— BEGIN Listed entries —

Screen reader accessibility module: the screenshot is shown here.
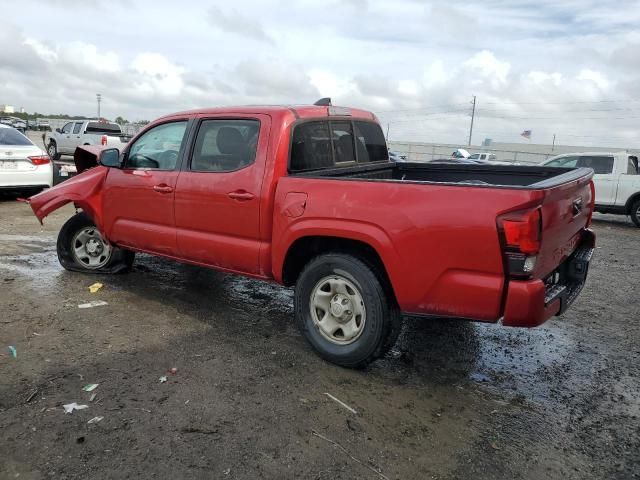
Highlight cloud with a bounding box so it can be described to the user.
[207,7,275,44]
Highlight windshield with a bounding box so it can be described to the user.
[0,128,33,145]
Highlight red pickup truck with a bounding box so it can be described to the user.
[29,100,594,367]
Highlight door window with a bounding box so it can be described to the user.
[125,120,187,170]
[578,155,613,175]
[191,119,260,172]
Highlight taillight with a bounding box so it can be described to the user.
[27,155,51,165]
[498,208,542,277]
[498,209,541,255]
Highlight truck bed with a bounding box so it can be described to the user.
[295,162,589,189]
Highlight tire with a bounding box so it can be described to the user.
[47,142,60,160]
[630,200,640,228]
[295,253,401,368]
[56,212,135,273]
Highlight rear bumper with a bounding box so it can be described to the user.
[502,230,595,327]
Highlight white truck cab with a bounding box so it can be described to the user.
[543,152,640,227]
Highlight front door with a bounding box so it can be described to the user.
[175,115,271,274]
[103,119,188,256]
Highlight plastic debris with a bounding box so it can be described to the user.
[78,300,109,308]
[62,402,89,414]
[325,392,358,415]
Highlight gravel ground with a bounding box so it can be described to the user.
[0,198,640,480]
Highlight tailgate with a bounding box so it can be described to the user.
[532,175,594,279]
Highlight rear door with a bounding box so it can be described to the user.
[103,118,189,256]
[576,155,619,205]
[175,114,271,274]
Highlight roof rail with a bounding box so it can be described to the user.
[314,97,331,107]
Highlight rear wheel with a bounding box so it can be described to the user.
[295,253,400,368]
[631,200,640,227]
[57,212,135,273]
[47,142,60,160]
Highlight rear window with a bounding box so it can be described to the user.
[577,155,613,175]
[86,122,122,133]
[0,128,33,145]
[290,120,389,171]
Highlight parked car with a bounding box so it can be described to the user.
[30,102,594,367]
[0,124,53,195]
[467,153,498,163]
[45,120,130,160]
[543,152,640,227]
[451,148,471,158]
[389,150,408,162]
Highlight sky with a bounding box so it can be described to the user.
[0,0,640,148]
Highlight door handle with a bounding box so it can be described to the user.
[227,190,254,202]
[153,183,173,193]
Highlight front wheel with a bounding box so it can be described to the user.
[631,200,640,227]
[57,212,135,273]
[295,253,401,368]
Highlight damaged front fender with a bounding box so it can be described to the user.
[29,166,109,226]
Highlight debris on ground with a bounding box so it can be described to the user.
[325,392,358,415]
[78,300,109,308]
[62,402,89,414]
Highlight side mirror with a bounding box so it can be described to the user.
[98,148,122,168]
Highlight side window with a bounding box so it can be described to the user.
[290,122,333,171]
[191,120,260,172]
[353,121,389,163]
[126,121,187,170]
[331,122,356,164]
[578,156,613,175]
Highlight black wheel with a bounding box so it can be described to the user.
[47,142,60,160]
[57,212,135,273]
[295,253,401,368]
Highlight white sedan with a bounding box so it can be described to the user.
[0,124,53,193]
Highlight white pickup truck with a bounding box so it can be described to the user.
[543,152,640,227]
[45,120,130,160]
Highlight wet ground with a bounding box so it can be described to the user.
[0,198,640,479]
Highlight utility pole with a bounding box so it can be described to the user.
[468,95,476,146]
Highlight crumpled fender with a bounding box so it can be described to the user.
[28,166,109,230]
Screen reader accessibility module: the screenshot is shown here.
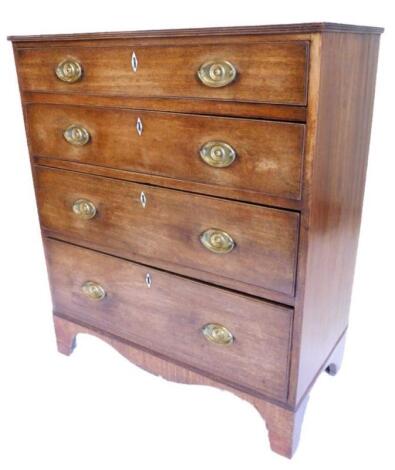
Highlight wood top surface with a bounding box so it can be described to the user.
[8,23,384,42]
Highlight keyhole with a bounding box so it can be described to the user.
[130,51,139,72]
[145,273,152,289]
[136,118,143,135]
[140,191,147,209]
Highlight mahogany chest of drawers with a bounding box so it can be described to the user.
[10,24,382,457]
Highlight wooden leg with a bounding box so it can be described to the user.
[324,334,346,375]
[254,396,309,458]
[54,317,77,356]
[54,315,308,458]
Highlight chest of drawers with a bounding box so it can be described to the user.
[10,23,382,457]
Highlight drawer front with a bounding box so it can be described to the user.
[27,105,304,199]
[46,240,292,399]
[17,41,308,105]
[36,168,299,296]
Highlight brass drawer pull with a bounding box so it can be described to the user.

— END Listed entries —

What the task asks |
Return every line of the records above word for word, leaving out the pictures.

Answer in full |
Screen reader accessibility module: the screenshot is shown here.
Highlight cloud with a bounding box so it can be described to the user.
[207,7,275,44]
Highlight windshield with a bounding box so it can be described to the user.
[0,128,33,145]
Highlight red pickup truck with a bounding box so it can be described to the user.
[29,100,594,367]
Highlight door window with a bounding box so it can be described to the user.
[125,120,187,170]
[578,155,613,175]
[191,119,260,172]
Highlight taillight with a bounding box so it can be described to the user.
[27,155,51,165]
[498,208,542,277]
[498,209,541,255]
Highlight truck bed with a bounding box so it can be described to the user.
[295,162,589,189]
Highlight tire with a bounding box so it can be described to the user.
[47,142,60,160]
[630,200,640,228]
[295,253,401,368]
[56,212,135,273]
Highlight rear bumper with a bounding box so it can be described to the user.
[502,230,595,327]
Highlight white truck cab with a bounding box so it can be described to the user.
[543,152,640,227]
Highlight front door with a bounding box so it can be described to the user.
[175,115,271,274]
[103,119,188,256]
Highlight plastic debris with a bounding box so it can be described to the user.
[78,300,109,308]
[62,402,89,414]
[325,392,358,415]
Highlight gravel ground with a bounding box so it can be described to the user.
[0,198,640,480]
Highlight tailgate with a bounding box so it can be described to the user.
[532,175,594,279]
Highlight rear door with a bounding box so it can be described to the user.
[103,118,189,256]
[576,155,619,205]
[175,114,271,274]
Highlight roof rail with a bounding box so it can be described to the user.
[314,97,331,107]
Highlight rear wheel with a bounding box so it can be described to the user.
[295,253,400,368]
[631,200,640,227]
[57,212,135,273]
[47,142,60,160]
Highlight rear window with a bounding box so it can be described to the user.
[577,155,613,175]
[86,122,122,133]
[0,128,33,145]
[290,120,389,171]
Highlight parked car with a bounding box so it can be described to the user.
[30,102,594,367]
[0,124,53,195]
[467,153,498,163]
[45,120,130,160]
[543,152,640,227]
[451,148,471,158]
[389,150,408,162]
Highlight sky with a bounding box so it can be described to the user.
[0,0,640,148]
Highlight door handle with a bounding box so it can be described to the user.
[227,190,254,202]
[153,183,173,193]
Highlight front wheel with a bounding box so it can be described to the user.
[631,200,640,227]
[57,212,135,273]
[295,253,401,368]
Highlight damaged front fender with a bounding box so it can be described to the user.
[29,166,109,226]
Highlight debris on ground with a bounding box so it can be described to the user.
[325,392,358,415]
[78,300,109,308]
[62,402,89,414]
Highlight side mirror with a bounding box so it can be described to the user.
[98,148,122,168]
Highlight side window with a bounding box so it can be described to the user.
[290,122,333,171]
[191,120,260,172]
[353,121,389,163]
[126,121,187,170]
[331,122,356,164]
[578,156,613,175]
Highlight black wheel with a bounding box so it can be described to the user.
[47,142,60,160]
[57,212,135,273]
[295,253,401,368]
Highlight white sedan with a bounding box so it can be described to the user.
[0,124,53,193]
Highlight white pickup truck with a bounding box so it can be described to the user.
[543,152,640,227]
[45,120,130,160]
Highlight wet ground with a bounding box so it can be described to the user.
[0,198,640,479]
Highlight utility pole with a bounding box so it can be described to the user.
[468,95,476,146]
Highlight crumpled fender with a bounding box so it can be described to the user.
[28,166,109,230]
Screen reader accessibility module: the screenshot is shown here.
Highlight wood top surface with a bounding box so it can be described to the user.
[8,23,384,42]
Highlight keyhole with a bounding box so it can be described to the user.
[130,51,139,72]
[145,273,152,289]
[136,118,143,135]
[140,191,147,209]
Highlight mahogany chest of drawers with a bounding box so it can be described to the user.
[10,24,382,457]
Highlight wooden leg with a bounding box so it can be described to the user.
[324,334,346,375]
[254,396,309,458]
[54,317,77,356]
[54,315,308,458]
Highlight chest of drawers with a bounding box so it can be described to the user.
[10,23,382,457]
Highlight drawer front with a bounding box so it can be described to the user.
[27,105,304,199]
[46,240,292,399]
[17,41,308,105]
[36,168,299,296]
Highlight brass drawer pull with a bounding box so it can be described to the user.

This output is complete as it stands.